Texte source -

Médecins versus associations

Dans les pays africains, il y aurait un thérapeute pour 500 000 habitants. La recommandation de l’OMS en la matière, est de 1 thérapeute par 5000 habitants. Dans certains pays, 75% de personnes soufrant de troubles mentaux n’ont donc pas accès aux soins.

Ces chiffres changent d’un pays à l’autre, mais la constante est la même : la santé mentale est loin de bénéficier de la place qu’elle devrait avoir dans les budgets publics. Elle ne bénéficierait, en moyenne, que de 1% du portefeuille santé (lui-même plutôt bas dans de nombreux pays).

L’accès aux soins psychologiques n’en est que plus difficile en matière de logistique et de coût. Dans de nombreuses familles, au lieu d’être soignée, la femme est répudiée, chassée de chez elle, violée ou battue.

C’est pour remédier à ces différentes dérives que de nombreuses associations agissent dans plusieurs pays d’Afrique, pour assurer la sécurité de ces femmes et sensibiliser leur environnement au danger des pratiques auxquelles, à tort, on les expose.

D’autres structures associatives concentrent leurs efforts sur des profils de victimes tels que les rescapés de catastrophes naturelles, les personnes ayant été exposées à la guerre, les victimes d’abus sexuels ou celles atteintes de maladies comme le SIDA ou le cancer. Proies à des traumatismes non traitées, elles deviennent l’objet d’exclusions, de maltraitances et de stigmatisations minant leurs vies et leurs avenirs.

Au-delà du traitement de fond des pathologies psychiatriques, il s’agit, pour ces associations, d’apporter un premier secours psychologique. En l’absence du réseau médical approprié, certaines actions sont menées pour créer des réseaux de substitution comme des employés du secteur paramédical ou plus insolite : les salons de coiffure.

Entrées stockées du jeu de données

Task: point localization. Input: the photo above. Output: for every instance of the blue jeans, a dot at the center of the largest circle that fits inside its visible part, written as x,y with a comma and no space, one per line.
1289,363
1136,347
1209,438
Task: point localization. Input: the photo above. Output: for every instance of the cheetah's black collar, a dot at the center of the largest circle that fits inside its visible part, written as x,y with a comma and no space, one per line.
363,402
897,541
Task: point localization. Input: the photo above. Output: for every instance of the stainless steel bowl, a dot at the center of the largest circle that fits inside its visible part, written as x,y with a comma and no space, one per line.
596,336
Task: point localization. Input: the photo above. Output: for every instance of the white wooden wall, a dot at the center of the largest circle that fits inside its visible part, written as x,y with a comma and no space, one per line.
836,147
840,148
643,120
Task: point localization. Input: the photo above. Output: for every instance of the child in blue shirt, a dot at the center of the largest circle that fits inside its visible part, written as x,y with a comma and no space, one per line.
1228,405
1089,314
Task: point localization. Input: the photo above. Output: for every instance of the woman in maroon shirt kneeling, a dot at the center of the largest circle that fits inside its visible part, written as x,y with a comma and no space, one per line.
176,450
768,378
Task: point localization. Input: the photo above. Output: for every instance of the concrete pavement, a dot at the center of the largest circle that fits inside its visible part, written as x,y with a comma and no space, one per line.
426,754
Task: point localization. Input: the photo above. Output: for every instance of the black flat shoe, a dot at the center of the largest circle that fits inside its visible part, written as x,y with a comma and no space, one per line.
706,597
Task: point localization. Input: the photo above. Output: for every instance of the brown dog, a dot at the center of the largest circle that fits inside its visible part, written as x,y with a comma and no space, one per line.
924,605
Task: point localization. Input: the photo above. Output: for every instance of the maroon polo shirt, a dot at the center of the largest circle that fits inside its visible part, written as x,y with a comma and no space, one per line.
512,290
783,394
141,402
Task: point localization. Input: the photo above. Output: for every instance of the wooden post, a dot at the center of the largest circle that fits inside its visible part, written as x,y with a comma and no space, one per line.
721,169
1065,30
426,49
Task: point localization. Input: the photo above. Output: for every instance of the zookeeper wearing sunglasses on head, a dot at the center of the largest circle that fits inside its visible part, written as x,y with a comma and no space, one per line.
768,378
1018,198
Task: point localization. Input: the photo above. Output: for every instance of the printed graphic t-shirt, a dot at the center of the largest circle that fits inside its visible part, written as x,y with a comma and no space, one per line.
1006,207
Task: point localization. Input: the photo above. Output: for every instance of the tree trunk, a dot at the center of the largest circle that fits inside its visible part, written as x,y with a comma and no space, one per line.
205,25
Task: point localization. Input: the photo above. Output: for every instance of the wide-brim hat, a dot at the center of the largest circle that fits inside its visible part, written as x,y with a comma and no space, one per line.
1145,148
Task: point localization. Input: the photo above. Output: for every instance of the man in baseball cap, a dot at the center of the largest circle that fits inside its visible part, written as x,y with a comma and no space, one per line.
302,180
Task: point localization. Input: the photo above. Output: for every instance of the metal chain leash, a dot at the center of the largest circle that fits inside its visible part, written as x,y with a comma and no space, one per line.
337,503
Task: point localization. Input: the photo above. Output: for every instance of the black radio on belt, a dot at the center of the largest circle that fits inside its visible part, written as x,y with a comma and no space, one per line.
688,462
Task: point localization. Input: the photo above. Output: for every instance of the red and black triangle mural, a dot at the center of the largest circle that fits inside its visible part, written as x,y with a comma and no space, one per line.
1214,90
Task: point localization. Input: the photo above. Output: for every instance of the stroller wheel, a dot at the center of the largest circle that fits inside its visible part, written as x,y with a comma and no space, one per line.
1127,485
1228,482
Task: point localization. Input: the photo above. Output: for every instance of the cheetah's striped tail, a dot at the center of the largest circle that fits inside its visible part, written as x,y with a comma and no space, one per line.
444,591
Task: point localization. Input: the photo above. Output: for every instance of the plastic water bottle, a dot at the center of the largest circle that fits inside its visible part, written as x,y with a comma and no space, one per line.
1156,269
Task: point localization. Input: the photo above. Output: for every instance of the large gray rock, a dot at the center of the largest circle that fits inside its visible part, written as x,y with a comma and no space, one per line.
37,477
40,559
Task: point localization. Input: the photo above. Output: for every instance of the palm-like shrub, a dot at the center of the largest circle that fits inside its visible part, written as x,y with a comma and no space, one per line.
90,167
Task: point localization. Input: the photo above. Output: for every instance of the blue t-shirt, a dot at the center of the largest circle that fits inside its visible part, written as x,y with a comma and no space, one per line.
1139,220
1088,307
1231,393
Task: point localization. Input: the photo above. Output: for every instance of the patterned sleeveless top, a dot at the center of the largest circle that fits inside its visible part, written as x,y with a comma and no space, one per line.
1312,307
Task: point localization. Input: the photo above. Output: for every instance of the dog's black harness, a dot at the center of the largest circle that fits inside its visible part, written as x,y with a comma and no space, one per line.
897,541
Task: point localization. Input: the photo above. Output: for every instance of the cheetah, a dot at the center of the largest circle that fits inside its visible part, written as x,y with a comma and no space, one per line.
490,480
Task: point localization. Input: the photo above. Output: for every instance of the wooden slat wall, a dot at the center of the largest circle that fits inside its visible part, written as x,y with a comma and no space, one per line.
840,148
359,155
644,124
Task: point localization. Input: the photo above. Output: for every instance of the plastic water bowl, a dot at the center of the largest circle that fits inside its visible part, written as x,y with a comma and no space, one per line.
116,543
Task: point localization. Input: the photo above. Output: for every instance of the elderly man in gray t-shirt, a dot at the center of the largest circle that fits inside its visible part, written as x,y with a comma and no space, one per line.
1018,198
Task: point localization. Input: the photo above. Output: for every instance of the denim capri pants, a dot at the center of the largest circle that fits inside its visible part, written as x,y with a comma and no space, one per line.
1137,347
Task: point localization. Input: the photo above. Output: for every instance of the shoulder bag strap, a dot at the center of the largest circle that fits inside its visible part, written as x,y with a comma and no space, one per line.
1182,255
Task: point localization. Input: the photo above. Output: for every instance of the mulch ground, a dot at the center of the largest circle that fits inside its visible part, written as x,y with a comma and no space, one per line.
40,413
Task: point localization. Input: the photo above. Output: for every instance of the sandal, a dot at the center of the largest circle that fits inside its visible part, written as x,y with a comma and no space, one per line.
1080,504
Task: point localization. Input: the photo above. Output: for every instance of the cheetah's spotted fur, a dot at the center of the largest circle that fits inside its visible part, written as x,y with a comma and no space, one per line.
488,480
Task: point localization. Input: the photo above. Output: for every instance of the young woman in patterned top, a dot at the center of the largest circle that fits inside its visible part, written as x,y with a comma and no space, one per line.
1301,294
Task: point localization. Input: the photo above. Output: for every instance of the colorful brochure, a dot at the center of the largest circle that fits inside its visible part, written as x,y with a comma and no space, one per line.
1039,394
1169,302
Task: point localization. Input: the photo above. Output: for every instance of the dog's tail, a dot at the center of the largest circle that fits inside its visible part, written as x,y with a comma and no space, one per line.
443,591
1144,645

Consigne détaillée - Transcrivez, dans le texte sur la santé mentale en Afrique, tout ce qui va de « L’accès aux soins » jusqu'à « violée ou battue. » inclus.

Solution proposée -
L’accès aux soins psychologiques n’en est que plus difficile en matière de logistique et de coût. Dans de nombreuses familles, au lieu d’être soignée, la femme est répudiée, chassée de chez elle, violée ou battue.